__Exercise requirements__
How many lines in these records include the string "below"? Reply with that number alone.
[Given data Boundary: Start]
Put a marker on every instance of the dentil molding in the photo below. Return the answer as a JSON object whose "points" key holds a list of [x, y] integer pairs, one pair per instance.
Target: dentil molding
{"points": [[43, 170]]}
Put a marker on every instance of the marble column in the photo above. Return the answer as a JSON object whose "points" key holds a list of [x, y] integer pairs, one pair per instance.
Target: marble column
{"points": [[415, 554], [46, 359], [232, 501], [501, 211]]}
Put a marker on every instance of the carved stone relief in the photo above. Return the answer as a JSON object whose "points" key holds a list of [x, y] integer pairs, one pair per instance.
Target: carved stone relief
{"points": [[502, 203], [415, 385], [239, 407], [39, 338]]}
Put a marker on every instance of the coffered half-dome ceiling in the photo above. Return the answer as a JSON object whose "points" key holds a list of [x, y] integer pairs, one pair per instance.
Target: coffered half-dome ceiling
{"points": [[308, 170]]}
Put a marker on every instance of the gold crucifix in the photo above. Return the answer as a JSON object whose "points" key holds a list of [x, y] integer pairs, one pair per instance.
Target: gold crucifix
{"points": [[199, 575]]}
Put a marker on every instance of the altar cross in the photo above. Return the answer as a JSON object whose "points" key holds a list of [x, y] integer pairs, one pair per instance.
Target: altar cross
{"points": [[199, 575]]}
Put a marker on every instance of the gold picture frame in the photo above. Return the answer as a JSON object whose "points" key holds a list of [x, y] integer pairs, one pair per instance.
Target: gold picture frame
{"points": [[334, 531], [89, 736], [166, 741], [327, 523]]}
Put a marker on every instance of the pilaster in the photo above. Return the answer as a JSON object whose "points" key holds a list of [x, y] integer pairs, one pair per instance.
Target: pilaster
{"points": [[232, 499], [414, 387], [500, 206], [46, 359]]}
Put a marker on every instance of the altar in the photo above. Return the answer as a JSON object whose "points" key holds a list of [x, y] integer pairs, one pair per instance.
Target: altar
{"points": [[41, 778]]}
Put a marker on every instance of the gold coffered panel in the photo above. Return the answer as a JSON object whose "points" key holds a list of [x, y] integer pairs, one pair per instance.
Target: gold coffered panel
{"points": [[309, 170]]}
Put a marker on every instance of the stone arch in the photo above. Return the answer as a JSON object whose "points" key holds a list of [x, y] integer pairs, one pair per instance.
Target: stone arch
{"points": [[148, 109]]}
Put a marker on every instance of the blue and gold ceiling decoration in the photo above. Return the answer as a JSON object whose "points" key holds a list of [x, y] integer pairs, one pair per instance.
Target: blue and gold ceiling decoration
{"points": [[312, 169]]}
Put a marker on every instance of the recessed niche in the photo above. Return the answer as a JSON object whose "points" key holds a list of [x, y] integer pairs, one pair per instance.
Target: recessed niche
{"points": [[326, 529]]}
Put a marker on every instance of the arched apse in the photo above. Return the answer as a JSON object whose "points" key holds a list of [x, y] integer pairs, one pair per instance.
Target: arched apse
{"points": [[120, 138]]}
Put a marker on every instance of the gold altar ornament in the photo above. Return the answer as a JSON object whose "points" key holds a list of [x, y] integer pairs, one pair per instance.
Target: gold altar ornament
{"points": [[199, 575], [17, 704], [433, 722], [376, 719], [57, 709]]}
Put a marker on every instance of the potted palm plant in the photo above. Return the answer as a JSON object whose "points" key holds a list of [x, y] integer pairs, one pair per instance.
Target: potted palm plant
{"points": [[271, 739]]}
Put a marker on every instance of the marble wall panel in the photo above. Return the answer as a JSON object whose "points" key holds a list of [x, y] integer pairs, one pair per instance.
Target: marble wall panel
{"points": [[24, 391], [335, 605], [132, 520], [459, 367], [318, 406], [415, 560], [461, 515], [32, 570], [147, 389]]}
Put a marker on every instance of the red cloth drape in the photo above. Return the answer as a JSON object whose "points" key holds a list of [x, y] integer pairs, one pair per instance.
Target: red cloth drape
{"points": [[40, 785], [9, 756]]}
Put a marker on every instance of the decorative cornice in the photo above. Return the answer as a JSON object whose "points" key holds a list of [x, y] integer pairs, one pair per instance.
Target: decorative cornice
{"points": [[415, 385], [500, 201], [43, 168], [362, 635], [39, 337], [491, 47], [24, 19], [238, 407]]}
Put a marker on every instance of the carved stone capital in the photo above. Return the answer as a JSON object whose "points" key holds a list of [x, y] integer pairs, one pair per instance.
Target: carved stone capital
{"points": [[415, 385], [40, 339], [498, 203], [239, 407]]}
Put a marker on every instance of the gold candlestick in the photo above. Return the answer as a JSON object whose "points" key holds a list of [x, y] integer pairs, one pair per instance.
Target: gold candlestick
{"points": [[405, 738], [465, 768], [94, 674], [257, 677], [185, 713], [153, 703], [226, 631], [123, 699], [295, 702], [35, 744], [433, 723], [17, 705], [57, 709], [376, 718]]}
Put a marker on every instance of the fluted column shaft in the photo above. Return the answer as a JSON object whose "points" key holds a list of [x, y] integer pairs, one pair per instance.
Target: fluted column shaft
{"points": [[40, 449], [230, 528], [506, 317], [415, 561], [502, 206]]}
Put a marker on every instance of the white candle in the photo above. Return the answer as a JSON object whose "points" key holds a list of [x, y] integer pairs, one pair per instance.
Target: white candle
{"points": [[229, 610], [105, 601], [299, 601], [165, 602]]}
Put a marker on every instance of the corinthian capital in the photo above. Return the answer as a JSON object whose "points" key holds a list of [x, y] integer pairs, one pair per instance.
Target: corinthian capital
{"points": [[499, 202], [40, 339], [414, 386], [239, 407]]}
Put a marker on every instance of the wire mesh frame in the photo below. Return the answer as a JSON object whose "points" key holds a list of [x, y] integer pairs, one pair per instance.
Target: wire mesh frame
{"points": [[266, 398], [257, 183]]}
[Given data Boundary: End]
__Task answer__
2